▶ **Your objective**: Only the lines from the top of the following listing through the line with "box: [383, 99, 401, 110]" belong in your answer, exactly as written.

▶ **Data under study**:
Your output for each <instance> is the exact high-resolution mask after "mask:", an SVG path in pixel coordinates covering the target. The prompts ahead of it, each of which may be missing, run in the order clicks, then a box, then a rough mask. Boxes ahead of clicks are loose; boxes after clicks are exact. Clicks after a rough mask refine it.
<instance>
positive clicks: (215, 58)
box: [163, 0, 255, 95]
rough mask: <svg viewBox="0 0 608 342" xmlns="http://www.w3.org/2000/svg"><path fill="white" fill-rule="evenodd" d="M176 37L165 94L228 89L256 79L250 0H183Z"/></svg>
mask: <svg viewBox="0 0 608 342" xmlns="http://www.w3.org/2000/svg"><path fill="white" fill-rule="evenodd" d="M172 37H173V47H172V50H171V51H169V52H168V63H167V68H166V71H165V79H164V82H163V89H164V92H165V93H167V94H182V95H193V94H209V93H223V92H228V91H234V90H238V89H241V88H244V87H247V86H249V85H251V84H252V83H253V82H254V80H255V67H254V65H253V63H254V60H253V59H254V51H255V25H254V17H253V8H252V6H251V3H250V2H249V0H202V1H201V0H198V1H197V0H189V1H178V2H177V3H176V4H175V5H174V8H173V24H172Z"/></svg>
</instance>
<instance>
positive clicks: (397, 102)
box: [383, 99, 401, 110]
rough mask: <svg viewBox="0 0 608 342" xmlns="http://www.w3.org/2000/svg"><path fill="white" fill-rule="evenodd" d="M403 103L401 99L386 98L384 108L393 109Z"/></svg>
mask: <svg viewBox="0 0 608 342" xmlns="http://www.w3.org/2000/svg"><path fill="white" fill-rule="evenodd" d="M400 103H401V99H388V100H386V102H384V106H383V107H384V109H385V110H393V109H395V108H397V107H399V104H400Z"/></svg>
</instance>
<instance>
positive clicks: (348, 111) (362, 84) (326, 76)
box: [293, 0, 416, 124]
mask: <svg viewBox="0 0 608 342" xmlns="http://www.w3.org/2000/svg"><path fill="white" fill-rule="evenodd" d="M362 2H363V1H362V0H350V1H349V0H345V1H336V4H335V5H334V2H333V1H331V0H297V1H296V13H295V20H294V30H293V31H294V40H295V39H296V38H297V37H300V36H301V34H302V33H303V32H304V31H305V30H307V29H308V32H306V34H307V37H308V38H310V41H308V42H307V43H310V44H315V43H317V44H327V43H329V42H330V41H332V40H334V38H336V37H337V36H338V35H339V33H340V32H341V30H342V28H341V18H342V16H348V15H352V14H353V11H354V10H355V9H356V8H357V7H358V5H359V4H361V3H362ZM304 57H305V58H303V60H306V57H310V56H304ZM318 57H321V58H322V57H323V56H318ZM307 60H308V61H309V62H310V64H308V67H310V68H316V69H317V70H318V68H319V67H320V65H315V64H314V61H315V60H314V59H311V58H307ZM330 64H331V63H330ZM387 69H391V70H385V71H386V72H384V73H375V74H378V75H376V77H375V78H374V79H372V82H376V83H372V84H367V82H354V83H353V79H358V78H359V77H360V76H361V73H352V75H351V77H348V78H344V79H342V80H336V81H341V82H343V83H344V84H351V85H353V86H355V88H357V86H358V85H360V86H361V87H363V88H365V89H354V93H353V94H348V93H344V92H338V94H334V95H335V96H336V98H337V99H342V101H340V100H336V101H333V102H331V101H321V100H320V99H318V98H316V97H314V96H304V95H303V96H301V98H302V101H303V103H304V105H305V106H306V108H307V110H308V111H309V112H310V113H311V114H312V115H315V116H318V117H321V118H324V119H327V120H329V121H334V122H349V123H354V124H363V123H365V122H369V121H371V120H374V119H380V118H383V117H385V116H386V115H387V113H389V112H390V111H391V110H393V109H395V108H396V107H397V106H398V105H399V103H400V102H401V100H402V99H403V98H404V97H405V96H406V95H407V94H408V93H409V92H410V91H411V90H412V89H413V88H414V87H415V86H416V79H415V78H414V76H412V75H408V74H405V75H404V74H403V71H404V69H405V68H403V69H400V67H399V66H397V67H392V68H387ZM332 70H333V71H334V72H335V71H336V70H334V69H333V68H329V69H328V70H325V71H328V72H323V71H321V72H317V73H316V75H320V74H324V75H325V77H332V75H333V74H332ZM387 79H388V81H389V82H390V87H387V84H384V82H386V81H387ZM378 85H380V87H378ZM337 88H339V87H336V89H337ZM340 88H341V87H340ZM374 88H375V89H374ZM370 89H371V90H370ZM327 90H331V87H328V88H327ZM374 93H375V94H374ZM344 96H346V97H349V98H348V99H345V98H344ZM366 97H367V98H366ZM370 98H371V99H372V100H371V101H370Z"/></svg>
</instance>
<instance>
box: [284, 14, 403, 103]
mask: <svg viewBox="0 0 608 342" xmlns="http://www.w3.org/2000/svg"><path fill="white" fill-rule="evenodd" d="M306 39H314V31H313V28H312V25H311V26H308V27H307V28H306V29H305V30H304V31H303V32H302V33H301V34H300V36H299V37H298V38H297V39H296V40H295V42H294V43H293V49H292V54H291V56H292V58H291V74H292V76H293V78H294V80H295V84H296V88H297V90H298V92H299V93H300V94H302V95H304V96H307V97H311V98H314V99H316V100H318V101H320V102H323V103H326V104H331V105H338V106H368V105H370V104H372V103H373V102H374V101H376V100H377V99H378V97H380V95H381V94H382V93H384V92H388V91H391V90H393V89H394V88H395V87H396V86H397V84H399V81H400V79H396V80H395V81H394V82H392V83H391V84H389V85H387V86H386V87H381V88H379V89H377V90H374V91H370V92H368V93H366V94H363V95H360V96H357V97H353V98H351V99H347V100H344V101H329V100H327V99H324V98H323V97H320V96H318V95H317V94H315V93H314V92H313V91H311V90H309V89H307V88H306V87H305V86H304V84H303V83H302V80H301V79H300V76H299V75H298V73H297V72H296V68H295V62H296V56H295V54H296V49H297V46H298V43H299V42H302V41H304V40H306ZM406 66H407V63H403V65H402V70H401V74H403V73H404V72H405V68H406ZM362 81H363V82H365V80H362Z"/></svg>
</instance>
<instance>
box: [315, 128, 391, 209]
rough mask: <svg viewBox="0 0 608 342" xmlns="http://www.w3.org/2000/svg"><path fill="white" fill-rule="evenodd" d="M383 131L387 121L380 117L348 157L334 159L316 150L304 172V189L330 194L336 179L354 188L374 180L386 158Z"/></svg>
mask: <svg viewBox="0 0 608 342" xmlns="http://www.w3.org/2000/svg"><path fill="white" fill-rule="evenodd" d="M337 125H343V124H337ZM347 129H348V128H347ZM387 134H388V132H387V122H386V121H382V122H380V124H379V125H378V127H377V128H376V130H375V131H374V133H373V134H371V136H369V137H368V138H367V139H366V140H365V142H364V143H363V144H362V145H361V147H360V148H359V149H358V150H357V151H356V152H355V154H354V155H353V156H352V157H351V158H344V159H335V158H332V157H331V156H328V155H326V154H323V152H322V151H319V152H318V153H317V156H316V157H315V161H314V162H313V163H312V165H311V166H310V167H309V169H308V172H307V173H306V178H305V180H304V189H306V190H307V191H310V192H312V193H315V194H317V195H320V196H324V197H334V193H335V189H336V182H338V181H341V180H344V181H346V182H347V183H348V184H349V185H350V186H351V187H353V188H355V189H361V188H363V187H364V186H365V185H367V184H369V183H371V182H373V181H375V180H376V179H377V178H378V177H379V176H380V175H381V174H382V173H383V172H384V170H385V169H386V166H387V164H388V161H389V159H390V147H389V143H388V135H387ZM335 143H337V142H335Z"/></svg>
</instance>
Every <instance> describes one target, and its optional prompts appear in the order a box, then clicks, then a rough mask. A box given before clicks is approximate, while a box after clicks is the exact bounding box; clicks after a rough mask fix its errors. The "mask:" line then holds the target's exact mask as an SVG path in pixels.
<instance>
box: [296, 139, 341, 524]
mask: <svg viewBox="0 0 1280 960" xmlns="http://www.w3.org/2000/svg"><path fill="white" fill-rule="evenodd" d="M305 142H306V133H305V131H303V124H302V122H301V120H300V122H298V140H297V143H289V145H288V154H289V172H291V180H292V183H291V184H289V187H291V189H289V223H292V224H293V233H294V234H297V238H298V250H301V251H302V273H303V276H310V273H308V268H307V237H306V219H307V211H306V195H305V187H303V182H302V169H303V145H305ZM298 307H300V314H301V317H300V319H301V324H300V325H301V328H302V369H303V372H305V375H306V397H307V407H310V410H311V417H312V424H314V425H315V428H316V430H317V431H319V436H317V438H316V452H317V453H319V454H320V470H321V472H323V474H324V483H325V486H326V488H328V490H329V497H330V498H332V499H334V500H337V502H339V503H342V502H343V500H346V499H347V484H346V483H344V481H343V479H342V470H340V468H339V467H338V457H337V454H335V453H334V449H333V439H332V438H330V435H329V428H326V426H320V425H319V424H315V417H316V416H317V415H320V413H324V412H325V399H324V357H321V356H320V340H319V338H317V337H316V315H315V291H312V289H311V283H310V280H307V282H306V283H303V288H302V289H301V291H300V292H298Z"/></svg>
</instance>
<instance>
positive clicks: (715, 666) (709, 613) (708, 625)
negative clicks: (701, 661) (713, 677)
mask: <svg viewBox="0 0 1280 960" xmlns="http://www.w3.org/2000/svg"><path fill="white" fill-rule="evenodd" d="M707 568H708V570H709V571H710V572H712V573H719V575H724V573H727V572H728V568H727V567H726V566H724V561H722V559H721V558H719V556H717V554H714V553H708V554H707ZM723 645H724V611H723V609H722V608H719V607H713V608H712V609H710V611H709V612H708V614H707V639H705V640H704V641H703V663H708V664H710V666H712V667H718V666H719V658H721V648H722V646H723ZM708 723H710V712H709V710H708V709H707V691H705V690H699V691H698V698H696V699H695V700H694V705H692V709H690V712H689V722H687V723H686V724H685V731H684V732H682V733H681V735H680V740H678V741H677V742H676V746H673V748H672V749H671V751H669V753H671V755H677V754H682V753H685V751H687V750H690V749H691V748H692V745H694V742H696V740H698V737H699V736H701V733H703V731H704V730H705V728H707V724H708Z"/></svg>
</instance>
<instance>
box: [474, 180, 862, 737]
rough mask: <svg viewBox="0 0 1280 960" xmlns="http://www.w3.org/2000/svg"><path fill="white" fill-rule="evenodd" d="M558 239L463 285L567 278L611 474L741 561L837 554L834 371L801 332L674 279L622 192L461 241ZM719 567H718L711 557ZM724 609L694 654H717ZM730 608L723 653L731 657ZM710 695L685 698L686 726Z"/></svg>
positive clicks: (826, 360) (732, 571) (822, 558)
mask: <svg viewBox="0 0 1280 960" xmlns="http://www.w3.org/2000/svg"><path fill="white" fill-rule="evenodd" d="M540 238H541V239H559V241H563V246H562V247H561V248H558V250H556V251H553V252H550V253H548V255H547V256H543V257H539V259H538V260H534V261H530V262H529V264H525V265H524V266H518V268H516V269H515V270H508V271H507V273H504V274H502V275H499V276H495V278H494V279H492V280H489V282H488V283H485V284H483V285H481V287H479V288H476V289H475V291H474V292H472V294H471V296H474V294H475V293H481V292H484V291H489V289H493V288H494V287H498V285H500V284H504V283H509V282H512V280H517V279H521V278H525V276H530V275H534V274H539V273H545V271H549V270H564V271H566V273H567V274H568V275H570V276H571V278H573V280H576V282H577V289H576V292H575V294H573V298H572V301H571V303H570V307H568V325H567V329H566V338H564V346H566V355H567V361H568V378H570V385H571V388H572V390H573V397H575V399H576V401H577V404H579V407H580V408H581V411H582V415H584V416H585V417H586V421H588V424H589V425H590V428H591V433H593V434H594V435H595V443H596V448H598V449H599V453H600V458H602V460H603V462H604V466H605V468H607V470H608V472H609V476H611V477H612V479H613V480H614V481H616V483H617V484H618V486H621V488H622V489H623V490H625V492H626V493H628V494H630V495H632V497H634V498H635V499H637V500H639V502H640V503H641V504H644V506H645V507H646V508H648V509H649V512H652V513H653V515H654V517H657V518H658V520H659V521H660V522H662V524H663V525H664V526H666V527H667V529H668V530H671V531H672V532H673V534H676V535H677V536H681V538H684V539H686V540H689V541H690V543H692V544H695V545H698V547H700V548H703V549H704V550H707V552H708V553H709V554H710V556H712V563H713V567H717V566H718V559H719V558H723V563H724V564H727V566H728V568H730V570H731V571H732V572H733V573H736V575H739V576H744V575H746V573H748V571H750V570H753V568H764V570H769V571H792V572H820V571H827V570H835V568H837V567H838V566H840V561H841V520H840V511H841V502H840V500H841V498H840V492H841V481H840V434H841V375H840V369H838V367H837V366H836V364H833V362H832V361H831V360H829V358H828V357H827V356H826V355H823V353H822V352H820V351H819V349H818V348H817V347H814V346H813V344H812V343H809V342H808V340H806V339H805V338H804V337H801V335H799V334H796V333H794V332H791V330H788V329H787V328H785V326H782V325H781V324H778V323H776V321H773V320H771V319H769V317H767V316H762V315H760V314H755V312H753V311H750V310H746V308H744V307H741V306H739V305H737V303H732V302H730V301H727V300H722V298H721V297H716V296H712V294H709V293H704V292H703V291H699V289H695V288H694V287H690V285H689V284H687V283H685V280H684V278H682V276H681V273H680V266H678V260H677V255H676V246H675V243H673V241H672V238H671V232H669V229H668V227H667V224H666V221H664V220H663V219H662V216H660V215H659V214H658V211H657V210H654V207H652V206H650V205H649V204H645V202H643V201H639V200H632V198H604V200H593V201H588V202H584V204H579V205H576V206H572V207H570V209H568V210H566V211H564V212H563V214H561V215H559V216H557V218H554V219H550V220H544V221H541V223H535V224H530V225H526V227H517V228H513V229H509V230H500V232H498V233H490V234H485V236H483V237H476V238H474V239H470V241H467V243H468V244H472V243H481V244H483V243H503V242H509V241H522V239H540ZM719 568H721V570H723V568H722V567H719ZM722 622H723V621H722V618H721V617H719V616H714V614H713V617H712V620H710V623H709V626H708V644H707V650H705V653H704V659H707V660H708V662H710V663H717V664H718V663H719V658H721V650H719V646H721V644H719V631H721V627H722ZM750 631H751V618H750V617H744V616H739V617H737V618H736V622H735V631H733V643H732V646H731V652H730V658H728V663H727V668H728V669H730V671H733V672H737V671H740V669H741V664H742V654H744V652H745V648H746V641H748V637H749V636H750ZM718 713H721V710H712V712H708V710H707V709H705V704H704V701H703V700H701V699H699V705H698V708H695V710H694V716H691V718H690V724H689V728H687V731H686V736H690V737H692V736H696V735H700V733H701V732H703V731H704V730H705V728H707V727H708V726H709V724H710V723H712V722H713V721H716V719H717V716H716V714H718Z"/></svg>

▶ **Result below**:
Your output for each <instance> is the exact high-resolution mask after "mask:", an SVG path in pixel coordinates covering the target. The prompts ahead of it, each of which may be missing, run in the order clicks, then a box, then a rough mask. Boxes ahead of clicks are loose; boxes after clicks are exact. Clicks after a rough mask refine it.
<instance>
positive clicks: (215, 58)
box: [163, 0, 255, 95]
rough mask: <svg viewBox="0 0 608 342" xmlns="http://www.w3.org/2000/svg"><path fill="white" fill-rule="evenodd" d="M176 37L165 94L228 89L256 79L250 0H183Z"/></svg>
mask: <svg viewBox="0 0 608 342" xmlns="http://www.w3.org/2000/svg"><path fill="white" fill-rule="evenodd" d="M172 37H173V47H172V50H171V51H169V52H168V63H167V68H166V71H165V79H164V82H163V89H164V92H165V93H167V94H182V95H193V94H209V93H223V92H228V91H234V90H238V89H241V88H244V87H247V86H249V85H251V84H252V83H253V82H254V80H255V67H254V65H253V63H254V60H253V59H254V51H255V25H254V17H253V8H252V6H251V3H250V2H249V0H202V1H201V0H198V1H197V0H189V1H178V2H177V3H176V4H175V5H174V8H173V24H172Z"/></svg>
</instance>
<instance>
positive clicks: (397, 102)
box: [383, 99, 401, 110]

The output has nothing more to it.